* [Requests]
#1 Return the part of the Gone Girl page that opens with the words containing "It’s a very" and closes with "for Longlist (2013)".
#2 Which genres does the Gone Girl page list for the book?
#3 On the Gone Girl page, rewrite the section that begins "Reading Start Date" as one short sentence, keeping its dates, format and rating.

* [Extract]
=======

Gone Girl

The Details
- Author: Gillian Flynn
- Series: N/A
- Published: April 22, 2012
- Page Count: 399 (Hardcover)
Personal
- Reading Start Date: September 25, 2023
- Reading End Date: October 5, 2023
- Format: Audiobook
- Rating: 5/10
Quotes
Because isn’t that the point of every relationship: to be known by someone else, to be understood? He gets me. She gets me. Isn’t that the simple magic phrase?
It’s a very difficult era in which to be a person, just a real, actual person, instead of a collection of personality traits selected from an endless Automat of characters.
People love talking, and I have never been a huge talker. I carry on an inner monologue, but the words often don’t reach my lips.
Awards, Trivia, &
- Barry Award Nominee for Best Novel (2013) and for Best Novel of the Decade (2020)
- Anthony Award Nominee for Best Novel (2013)
- Romantic Times Reviewers’ Choice Award (RT Award) for Suspense/Thriller Novel (2012)
- Shirley Jackson Award Nominee for Novel (Finalist) (2012)
- Edgar Award Nominee for Best Novel (2013)
Nominations:
- Puddly Award for Ficiton (2013)
- Women’s Prize for Fiction Nominee for Longlist (2013)
- Grand Prix des lectrices de Elle for roman policier (2013)
- Goodreads Choice Award for Mystery & Thriller and Nominee for Goodreads Author (2012) and Nominee for Best of the Best (2018)

Genre
- Thriller
- Suspense
- Mystery
- Crime
- Contemporary
- Adult
Trigger Warnings
- Ageism
- Animal death (very graphic)
- Beauty standards, specifically targeted towards women
- Cheating
- Cissexism
- Cops
- Domestic violence
- Fatphobia, specifically towards women
- Homelessness
- Homophobia/lesbophobia (slight)
- House intruder
- Incest (mentioned)
- Miscarriage
- Misogyny
- Murder
- Pregnancy
- Prison rape (mentioned)

=======

* [Dataset]
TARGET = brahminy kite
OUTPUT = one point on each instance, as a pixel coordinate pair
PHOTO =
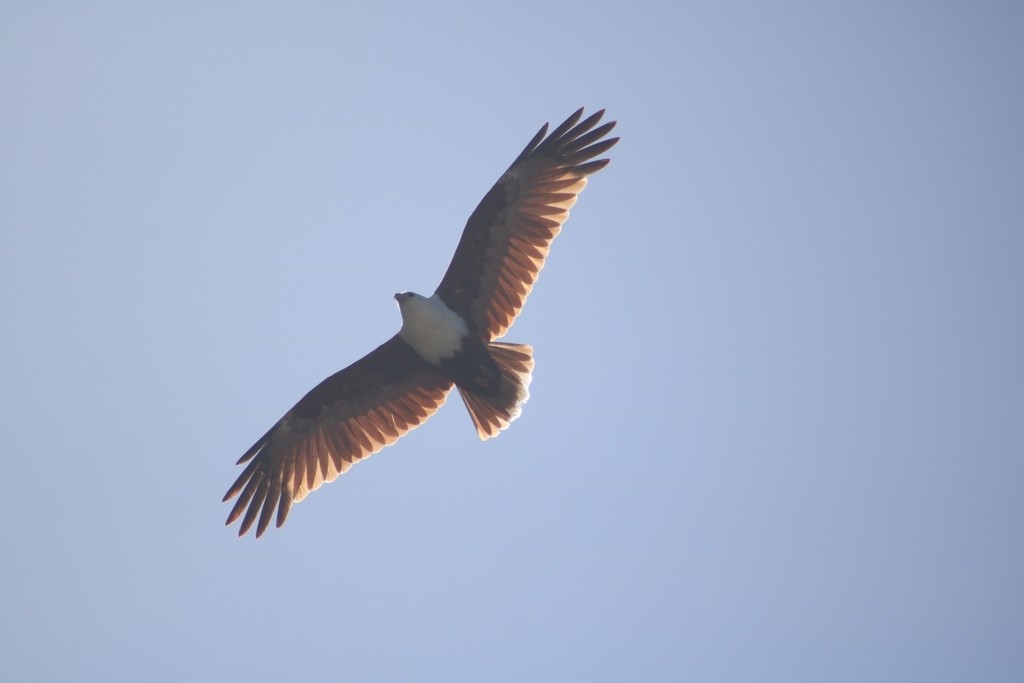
(445, 340)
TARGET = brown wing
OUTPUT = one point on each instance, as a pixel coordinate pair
(347, 417)
(507, 238)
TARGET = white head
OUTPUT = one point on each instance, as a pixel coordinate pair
(433, 330)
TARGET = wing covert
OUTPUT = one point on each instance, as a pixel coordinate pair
(507, 238)
(347, 417)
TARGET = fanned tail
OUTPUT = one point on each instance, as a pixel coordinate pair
(492, 414)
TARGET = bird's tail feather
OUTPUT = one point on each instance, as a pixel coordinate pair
(495, 413)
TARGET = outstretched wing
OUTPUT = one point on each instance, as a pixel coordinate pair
(508, 236)
(347, 417)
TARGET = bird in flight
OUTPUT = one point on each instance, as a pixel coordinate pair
(446, 340)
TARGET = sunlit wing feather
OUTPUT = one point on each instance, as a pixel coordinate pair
(507, 238)
(347, 417)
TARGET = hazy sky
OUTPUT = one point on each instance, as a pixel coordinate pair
(776, 430)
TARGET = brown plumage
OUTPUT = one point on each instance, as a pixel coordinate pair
(373, 402)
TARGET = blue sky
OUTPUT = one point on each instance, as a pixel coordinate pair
(775, 429)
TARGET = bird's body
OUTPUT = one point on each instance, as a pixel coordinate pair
(446, 340)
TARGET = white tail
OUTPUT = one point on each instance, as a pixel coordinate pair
(493, 414)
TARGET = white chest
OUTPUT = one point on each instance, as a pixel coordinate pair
(433, 330)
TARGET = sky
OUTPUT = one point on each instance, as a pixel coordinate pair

=======

* [Task responses]
#1
It’s a very difficult era in which to be a person, just a real, actual person, instead of a collection of personality traits selected from an endless Automat of characters.
People love talking, and I have never been a huge talker. I carry on an inner monologue, but the words often don’t reach my lips.
Awards, Trivia, &
- Barry Award Nominee for Best Novel (2013) and for Best Novel of the Decade (2020)
- Anthony Award Nominee for Best Novel (2013)
- Romantic Times Reviewers’ Choice Award (RT Award) for Suspense/Thriller Novel (2012)
- Shirley Jackson Award Nominee for Novel (Finalist) (2012)
- Edgar Award Nominee for Best Novel (2013)
Nominations:
- Puddly Award for Ficiton (2013)
- Women’s Prize for Fiction Nominee for Longlist (2013)

#2
- Thriller
- Suspense
- Mystery
- Crime
- Contemporary
- Adult

#3 Listened to as an audiobook from September 25 to October 5, 2023, and rated 5/10.